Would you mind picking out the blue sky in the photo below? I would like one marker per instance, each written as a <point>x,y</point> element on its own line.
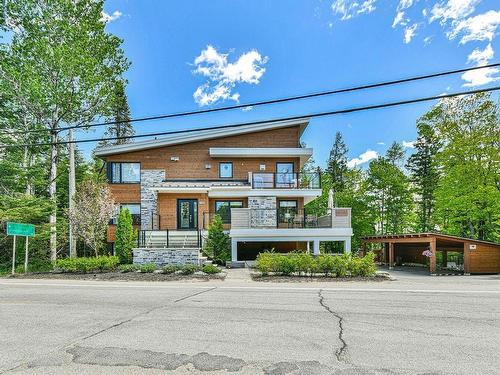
<point>191,54</point>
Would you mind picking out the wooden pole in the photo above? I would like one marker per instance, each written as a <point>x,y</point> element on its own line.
<point>391,255</point>
<point>26,256</point>
<point>14,256</point>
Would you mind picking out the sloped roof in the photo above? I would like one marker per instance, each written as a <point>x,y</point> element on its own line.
<point>423,235</point>
<point>200,135</point>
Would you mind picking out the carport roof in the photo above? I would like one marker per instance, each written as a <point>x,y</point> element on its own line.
<point>396,237</point>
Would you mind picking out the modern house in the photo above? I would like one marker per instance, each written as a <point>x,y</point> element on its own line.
<point>250,175</point>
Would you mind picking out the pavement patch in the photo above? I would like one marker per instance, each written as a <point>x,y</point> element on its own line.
<point>112,356</point>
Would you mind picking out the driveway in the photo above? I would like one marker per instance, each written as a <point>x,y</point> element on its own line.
<point>414,325</point>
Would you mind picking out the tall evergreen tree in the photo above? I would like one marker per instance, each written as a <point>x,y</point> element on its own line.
<point>337,163</point>
<point>424,173</point>
<point>121,115</point>
<point>468,195</point>
<point>391,195</point>
<point>72,64</point>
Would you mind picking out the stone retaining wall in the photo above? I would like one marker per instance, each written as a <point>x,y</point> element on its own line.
<point>161,257</point>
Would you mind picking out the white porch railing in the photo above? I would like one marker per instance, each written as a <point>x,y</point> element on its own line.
<point>248,218</point>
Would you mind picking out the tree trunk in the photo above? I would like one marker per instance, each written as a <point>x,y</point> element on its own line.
<point>52,195</point>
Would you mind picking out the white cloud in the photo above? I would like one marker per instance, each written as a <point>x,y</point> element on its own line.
<point>348,9</point>
<point>452,10</point>
<point>480,77</point>
<point>480,27</point>
<point>410,32</point>
<point>399,19</point>
<point>408,144</point>
<point>106,17</point>
<point>223,76</point>
<point>365,157</point>
<point>481,57</point>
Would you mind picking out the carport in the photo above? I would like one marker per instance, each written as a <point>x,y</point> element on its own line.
<point>478,256</point>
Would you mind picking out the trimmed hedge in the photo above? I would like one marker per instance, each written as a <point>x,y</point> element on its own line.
<point>299,263</point>
<point>87,264</point>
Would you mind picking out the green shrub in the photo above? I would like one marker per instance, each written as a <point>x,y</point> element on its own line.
<point>87,264</point>
<point>210,269</point>
<point>36,265</point>
<point>265,263</point>
<point>126,237</point>
<point>129,268</point>
<point>364,266</point>
<point>148,267</point>
<point>171,268</point>
<point>284,264</point>
<point>218,244</point>
<point>189,269</point>
<point>325,263</point>
<point>304,263</point>
<point>341,264</point>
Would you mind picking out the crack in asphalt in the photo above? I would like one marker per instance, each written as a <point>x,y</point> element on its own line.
<point>341,352</point>
<point>143,313</point>
<point>75,342</point>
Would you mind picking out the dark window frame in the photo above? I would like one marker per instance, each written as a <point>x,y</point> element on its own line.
<point>109,172</point>
<point>137,221</point>
<point>284,184</point>
<point>232,168</point>
<point>229,201</point>
<point>285,162</point>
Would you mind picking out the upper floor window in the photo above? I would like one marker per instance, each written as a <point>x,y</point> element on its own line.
<point>223,209</point>
<point>124,173</point>
<point>285,178</point>
<point>135,211</point>
<point>226,170</point>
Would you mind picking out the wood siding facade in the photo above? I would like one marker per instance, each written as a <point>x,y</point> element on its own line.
<point>195,163</point>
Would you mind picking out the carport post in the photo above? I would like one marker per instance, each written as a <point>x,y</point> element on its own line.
<point>234,250</point>
<point>444,261</point>
<point>391,255</point>
<point>432,260</point>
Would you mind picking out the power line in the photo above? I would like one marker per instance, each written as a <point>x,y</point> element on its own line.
<point>266,102</point>
<point>308,116</point>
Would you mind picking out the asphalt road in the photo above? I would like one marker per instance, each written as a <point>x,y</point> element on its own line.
<point>415,325</point>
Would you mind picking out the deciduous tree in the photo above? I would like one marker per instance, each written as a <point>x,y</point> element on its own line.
<point>94,206</point>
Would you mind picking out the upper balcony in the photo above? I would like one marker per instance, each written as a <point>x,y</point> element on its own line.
<point>262,218</point>
<point>269,180</point>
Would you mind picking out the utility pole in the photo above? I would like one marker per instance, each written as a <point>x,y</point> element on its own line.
<point>71,149</point>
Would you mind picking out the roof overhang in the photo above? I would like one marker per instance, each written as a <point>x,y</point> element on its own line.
<point>272,152</point>
<point>241,192</point>
<point>195,135</point>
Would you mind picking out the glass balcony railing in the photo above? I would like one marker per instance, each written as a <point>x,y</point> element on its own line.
<point>268,180</point>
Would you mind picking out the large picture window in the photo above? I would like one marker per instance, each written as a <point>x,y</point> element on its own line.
<point>287,212</point>
<point>124,173</point>
<point>223,209</point>
<point>135,211</point>
<point>285,178</point>
<point>226,170</point>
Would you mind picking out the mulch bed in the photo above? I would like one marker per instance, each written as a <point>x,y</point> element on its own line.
<point>122,276</point>
<point>300,279</point>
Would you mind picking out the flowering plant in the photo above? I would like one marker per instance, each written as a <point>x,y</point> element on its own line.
<point>427,253</point>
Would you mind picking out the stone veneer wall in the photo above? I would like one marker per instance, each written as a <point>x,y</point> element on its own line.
<point>263,212</point>
<point>149,178</point>
<point>161,257</point>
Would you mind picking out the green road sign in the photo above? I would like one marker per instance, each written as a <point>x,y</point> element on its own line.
<point>18,229</point>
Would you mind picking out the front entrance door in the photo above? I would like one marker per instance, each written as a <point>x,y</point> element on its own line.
<point>187,214</point>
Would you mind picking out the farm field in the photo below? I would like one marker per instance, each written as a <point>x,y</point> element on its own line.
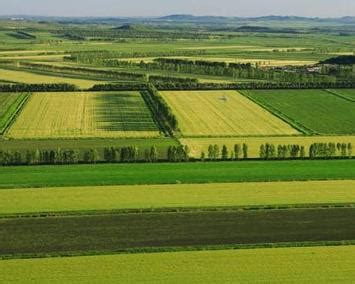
<point>71,199</point>
<point>170,173</point>
<point>317,111</point>
<point>199,145</point>
<point>32,78</point>
<point>62,115</point>
<point>223,113</point>
<point>346,93</point>
<point>280,265</point>
<point>122,232</point>
<point>9,105</point>
<point>115,179</point>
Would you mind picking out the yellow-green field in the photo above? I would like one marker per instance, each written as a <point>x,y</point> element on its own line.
<point>80,114</point>
<point>260,62</point>
<point>197,145</point>
<point>32,78</point>
<point>223,113</point>
<point>34,200</point>
<point>280,265</point>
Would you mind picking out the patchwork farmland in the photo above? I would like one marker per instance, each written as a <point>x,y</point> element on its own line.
<point>223,113</point>
<point>314,111</point>
<point>9,105</point>
<point>16,76</point>
<point>65,115</point>
<point>177,150</point>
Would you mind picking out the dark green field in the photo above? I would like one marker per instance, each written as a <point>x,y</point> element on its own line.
<point>110,233</point>
<point>315,111</point>
<point>168,173</point>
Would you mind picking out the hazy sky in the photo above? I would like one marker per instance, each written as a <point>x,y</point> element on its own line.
<point>312,8</point>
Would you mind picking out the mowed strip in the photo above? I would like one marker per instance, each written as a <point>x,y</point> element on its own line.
<point>279,265</point>
<point>80,114</point>
<point>317,110</point>
<point>32,78</point>
<point>69,199</point>
<point>9,104</point>
<point>134,232</point>
<point>199,145</point>
<point>172,173</point>
<point>223,113</point>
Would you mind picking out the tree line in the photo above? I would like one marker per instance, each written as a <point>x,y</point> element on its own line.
<point>233,70</point>
<point>128,154</point>
<point>19,88</point>
<point>214,153</point>
<point>191,85</point>
<point>269,151</point>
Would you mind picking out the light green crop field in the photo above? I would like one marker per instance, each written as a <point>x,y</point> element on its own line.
<point>34,200</point>
<point>280,265</point>
<point>9,104</point>
<point>74,114</point>
<point>32,78</point>
<point>346,93</point>
<point>199,145</point>
<point>223,113</point>
<point>317,110</point>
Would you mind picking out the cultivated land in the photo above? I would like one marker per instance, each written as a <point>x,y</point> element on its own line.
<point>345,93</point>
<point>199,145</point>
<point>169,173</point>
<point>78,210</point>
<point>223,113</point>
<point>310,264</point>
<point>316,111</point>
<point>9,105</point>
<point>32,78</point>
<point>69,115</point>
<point>70,199</point>
<point>121,232</point>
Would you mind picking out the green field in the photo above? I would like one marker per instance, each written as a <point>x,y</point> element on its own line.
<point>223,113</point>
<point>121,232</point>
<point>9,105</point>
<point>72,199</point>
<point>84,115</point>
<point>346,93</point>
<point>315,111</point>
<point>169,173</point>
<point>291,265</point>
<point>32,78</point>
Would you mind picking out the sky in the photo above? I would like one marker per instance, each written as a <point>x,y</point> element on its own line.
<point>138,8</point>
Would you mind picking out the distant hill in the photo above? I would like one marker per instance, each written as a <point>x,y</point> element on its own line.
<point>344,60</point>
<point>133,27</point>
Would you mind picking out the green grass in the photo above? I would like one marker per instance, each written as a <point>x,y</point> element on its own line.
<point>121,232</point>
<point>346,93</point>
<point>318,111</point>
<point>79,199</point>
<point>9,105</point>
<point>168,173</point>
<point>281,265</point>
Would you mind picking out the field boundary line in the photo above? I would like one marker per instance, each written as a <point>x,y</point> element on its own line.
<point>145,250</point>
<point>166,210</point>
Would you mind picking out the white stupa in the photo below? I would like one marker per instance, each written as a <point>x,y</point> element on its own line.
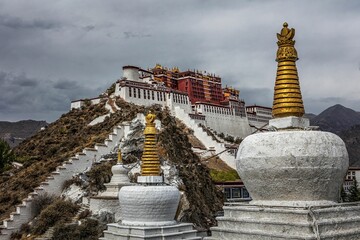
<point>293,174</point>
<point>108,200</point>
<point>147,210</point>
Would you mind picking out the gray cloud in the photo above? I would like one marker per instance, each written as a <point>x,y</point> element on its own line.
<point>130,34</point>
<point>24,96</point>
<point>87,48</point>
<point>18,23</point>
<point>65,84</point>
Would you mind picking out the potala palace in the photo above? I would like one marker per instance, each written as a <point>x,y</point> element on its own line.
<point>190,94</point>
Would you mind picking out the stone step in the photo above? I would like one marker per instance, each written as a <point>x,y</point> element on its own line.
<point>341,223</point>
<point>345,210</point>
<point>340,234</point>
<point>237,233</point>
<point>267,225</point>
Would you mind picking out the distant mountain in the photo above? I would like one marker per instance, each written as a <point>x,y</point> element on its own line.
<point>309,115</point>
<point>336,119</point>
<point>16,132</point>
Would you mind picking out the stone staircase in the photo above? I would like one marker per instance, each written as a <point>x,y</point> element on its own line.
<point>53,185</point>
<point>207,140</point>
<point>170,232</point>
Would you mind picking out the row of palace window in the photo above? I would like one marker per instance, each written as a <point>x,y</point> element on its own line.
<point>147,94</point>
<point>178,98</point>
<point>219,110</point>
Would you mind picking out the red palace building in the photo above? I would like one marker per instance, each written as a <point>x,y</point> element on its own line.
<point>200,87</point>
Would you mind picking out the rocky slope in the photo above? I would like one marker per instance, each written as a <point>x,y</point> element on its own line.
<point>336,119</point>
<point>47,149</point>
<point>15,132</point>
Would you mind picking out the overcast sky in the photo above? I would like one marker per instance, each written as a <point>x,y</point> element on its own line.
<point>52,52</point>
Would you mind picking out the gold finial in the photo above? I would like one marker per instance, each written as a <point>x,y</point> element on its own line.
<point>287,95</point>
<point>158,66</point>
<point>119,156</point>
<point>150,165</point>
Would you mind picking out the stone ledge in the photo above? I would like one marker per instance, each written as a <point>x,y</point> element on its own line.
<point>289,122</point>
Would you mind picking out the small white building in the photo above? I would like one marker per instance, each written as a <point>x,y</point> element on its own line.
<point>259,117</point>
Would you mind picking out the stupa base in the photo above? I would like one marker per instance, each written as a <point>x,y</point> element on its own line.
<point>176,231</point>
<point>251,222</point>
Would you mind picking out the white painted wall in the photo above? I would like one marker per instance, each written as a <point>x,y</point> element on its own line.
<point>205,138</point>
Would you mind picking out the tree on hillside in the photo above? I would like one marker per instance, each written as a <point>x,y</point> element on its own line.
<point>354,193</point>
<point>6,155</point>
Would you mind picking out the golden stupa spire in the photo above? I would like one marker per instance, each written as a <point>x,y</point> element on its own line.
<point>287,96</point>
<point>119,156</point>
<point>150,165</point>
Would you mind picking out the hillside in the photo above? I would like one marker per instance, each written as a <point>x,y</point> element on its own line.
<point>47,149</point>
<point>336,119</point>
<point>15,132</point>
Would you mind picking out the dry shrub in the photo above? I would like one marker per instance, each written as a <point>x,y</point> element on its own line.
<point>90,229</point>
<point>41,202</point>
<point>98,175</point>
<point>59,211</point>
<point>204,198</point>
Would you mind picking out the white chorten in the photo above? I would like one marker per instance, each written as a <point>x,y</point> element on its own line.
<point>147,210</point>
<point>108,200</point>
<point>293,174</point>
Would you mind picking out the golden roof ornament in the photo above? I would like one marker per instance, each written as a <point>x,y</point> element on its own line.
<point>119,156</point>
<point>158,66</point>
<point>287,95</point>
<point>150,165</point>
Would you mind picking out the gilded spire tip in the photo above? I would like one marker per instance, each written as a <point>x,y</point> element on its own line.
<point>119,156</point>
<point>150,165</point>
<point>287,95</point>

---+---

Task to carry out.
Rewrite the part of the listing between the line containing "Would you mind picking out the upper floor" and the line containing "<point>415,325</point>", inclusive, so that "power line" is replaced by "utility cable". Leave everything else unchanged.

Full answer.
Would you mind picking out the upper floor window in the photo above? I would like one marker per instance, each written as a <point>x,y</point> element on its own line.
<point>223,209</point>
<point>124,173</point>
<point>285,178</point>
<point>135,211</point>
<point>226,170</point>
Would you mind picking out the wood siding facade in the photo above? I would like one marker per instance, each written as a <point>x,y</point> element on its own line.
<point>195,163</point>
Would you mind picking out the carport post in the photo above? I would like one marker per instance, each written as a <point>x,y</point> element on its own line.
<point>234,250</point>
<point>444,261</point>
<point>391,255</point>
<point>432,260</point>
Would you mind picking out the utility cable in the photo above? I would like one marker per instance, each written as a <point>x,y</point> element on its own line.
<point>266,102</point>
<point>308,116</point>
Would you mind picking out the asphalt road in the photo above? I would like one marker per instance, each written as a <point>x,y</point> element on its own line.
<point>415,325</point>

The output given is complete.